Black Sails - Stagione 4 (Starz, Sud Africa/USA, 2017)







E' ormai chiaro a chiunque abbia anche solo di striscio frequentato il Saloon il fascino che i pirati esercitano su questo vecchio cowboy, tanto da essere considerati a tutti gli effetti la mia seconda preferenza assoluta in termini di atmosfera, cornice, ambientazione di una storia: in particolare, i charachters figli della penna di Robert Louis Stevenson come John Silver sono diventati, con il tempo, tra i miei preferiti in assoluto quando si parla di Letteratura.
Certo, i pirati romanzati e resi "romantici" dagli scrittori e dal Cinema in realtà sono sempre stati espressione del peggio della società, criminali e reietti disposti a fare qualsiasi cosa e compiere atti indicibili, eppure al contempo emblema di una rivolta rispetto ad un sistema che, come un destino già scritto, schiaccia tutti quelli che desiderano vivere in modo diverso da quello che lui concepisce, e non prevede alternativa all'adattamento, forzato oppure no che sia.
In questo senso, il mix tra realtà e fiction di Black Sails - che porta sullo schermo personaggi di fantasia come John Silver e Flint accanto a pirati come Anne Bonnie e Rackham, realmente esistiti - mi ha ricordato molto, nel suo crescendo, l'epopea dei gladiatori ribelli di Spartacus, produzione sempre targata Starz: certo, l'epica della rivolta contro il grande impero qui è mitigata dalla naturale inclinazione al crimine, al delitto ed al peccato dei pirati, ma l'idea, in fin dei conti, nasce dalla stessa materia.
I pirati di Nassau raccontati da questa serie, pur coscienti dei loro limiti morali, combattono per un'indipendenza sociale rispetto ad un impero - quello Britannico - che impone regole e dettami in tutto il mondo, ma al quale loro - nonostante la nascita della maggior parte - non sentono di dovere nulla se non le origini: una guerra che non potrà portare che morte e distruzione per chi vi combatte da una parte e dall'altra ma che non scalfirà l'ordine costituito, perchè è quello stesso ordine che non solo ha costruito ed indirizzato il mondo, ma ha anche creato i propri antagonisti, quegli stessi pirati che disprezza e condanna.
◇ ◇ ◇ ◇
• ESERCIZIO SCRITTO A:
Ridimensiona i record a partire dalla riga che contiene "For every instance of the concrete" fino all'ultima riga dei record, estremi compresi, e riscrivi solo quelle righe, richieste incluse. Moltiplica per 0,3 ogni coordinata delle risposte e arrotonda all'intero più vicino, con le metà per eccesso.
Il brano e i record provengono da fonti diverse.
◇ ◇ ◇ ◇
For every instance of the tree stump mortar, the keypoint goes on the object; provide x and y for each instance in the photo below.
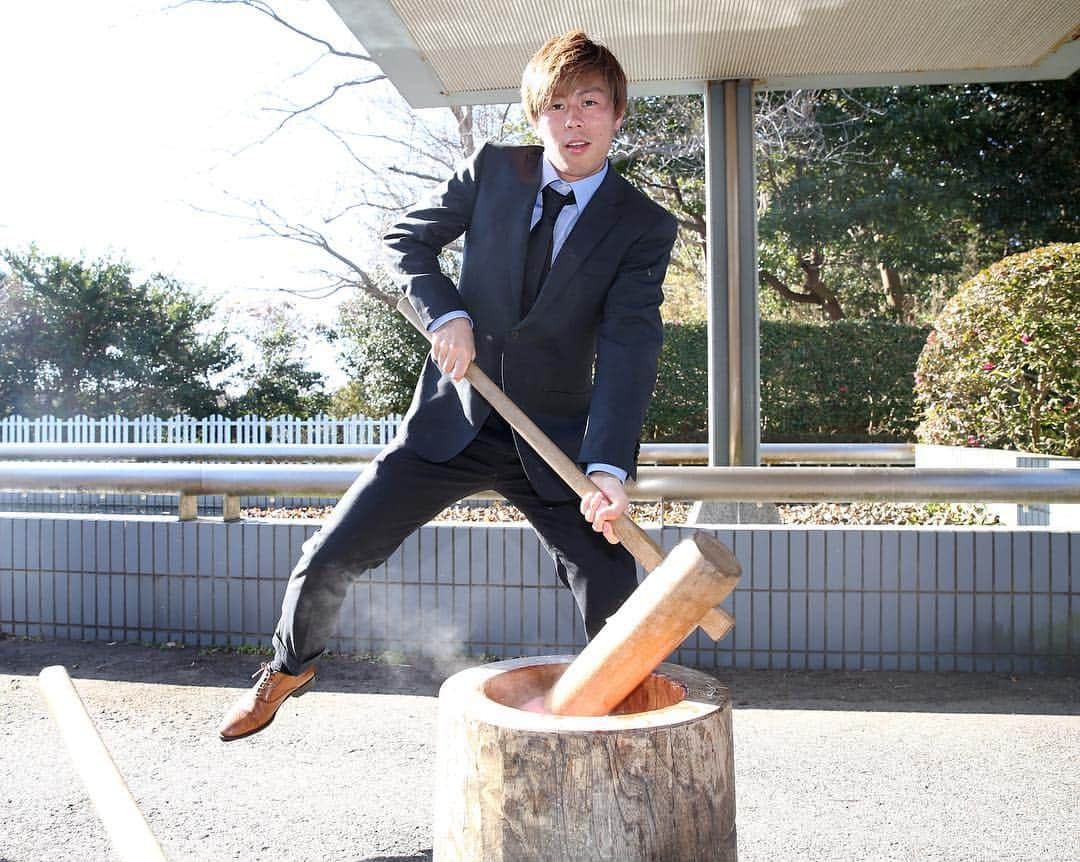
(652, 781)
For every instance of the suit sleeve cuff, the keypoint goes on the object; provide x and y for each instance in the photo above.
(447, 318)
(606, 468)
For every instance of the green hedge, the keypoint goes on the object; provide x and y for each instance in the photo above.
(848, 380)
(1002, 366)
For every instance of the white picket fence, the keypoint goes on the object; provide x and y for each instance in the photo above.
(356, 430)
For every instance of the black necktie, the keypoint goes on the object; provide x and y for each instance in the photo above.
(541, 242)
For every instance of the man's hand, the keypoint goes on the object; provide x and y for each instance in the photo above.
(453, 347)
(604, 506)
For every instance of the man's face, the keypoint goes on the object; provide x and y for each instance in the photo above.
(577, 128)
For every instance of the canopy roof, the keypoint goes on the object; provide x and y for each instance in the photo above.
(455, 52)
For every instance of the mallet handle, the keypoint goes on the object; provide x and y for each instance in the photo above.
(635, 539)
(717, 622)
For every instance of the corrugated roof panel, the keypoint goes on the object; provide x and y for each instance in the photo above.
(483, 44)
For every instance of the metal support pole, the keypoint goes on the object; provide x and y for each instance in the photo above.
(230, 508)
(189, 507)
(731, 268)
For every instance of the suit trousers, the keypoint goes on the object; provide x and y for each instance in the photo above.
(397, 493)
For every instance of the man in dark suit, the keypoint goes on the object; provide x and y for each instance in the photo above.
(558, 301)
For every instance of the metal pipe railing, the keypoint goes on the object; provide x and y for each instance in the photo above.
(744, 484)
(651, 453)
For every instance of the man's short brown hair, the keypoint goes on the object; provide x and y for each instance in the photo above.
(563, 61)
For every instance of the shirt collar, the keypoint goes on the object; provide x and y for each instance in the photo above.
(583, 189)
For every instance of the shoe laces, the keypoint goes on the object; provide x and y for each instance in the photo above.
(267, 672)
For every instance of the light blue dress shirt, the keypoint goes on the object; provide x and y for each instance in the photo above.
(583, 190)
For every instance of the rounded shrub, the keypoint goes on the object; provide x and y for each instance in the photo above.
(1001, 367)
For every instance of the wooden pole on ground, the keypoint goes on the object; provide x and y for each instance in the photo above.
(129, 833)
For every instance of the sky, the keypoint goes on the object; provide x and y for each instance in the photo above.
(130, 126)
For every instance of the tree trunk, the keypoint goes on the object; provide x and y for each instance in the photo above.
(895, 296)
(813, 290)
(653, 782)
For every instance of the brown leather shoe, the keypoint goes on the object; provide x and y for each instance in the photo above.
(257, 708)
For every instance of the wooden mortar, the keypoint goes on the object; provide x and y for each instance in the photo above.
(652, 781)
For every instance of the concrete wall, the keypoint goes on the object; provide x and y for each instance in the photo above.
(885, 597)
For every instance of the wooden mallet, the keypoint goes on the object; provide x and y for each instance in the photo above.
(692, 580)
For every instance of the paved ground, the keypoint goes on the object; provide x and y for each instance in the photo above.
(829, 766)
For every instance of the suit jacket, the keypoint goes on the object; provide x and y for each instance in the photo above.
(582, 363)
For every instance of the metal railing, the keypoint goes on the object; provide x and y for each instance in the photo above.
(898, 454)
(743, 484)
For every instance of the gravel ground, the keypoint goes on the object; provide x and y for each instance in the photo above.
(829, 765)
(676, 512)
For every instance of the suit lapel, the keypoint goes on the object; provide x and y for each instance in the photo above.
◇ ◇ ◇ ◇
• ESERCIZIO SCRITTO B:
Riassumi in poche frasi il paragrafo della recensione di Black Sails che inizia con "I pirati di Nassau", mantenendone i fatti principali.

• RISPOSTA COMPLETA A:
For every instance of the concrete wall, the keypoint goes on the object; provide x and y for each instance in the photo above.
(266, 179)
For every instance of the wooden mallet, the keypoint goes on the object; provide x and y for each instance in the photo above.
(208, 174)
For every instance of the paved ground, the keypoint goes on the object; provide x and y for each instance in the photo above.
(249, 230)
For every instance of the suit jacket, the keypoint goes on the object; provide x and y for each instance in the photo above.
(175, 109)
For every instance of the metal railing, the keypoint goes on the object; provide x and y for each instance in the photo above.
(269, 136)
(223, 145)
For every instance of the gravel ground, the keypoint goes on the object; provide x and y for each instance in the photo above.
(249, 230)
(203, 154)
For every instance of the suit lapel, the keypoint goes on the object; provide x and y for each instance in the photo above.

• RISPOSTA COMPLETA B:
I pirati di Nassau descritti nella serie, pur consapevoli dei propri limiti morali, combattono per l'indipendenza sociale dall'impero britannico. Questo impero impone le sue regole in tutto il mondo, ma i pirati, anche se in gran parte nati sotto di esso, sentono di dovergli soltanto le origini. È una guerra che porterà solo morte e distruzione a entrambe le parti senza intaccare l'ordine costituito. Quello stesso ordine, infatti, ha costruito il mondo e ha creato i propri antagonisti, cioè i pirati che disprezza e condanna.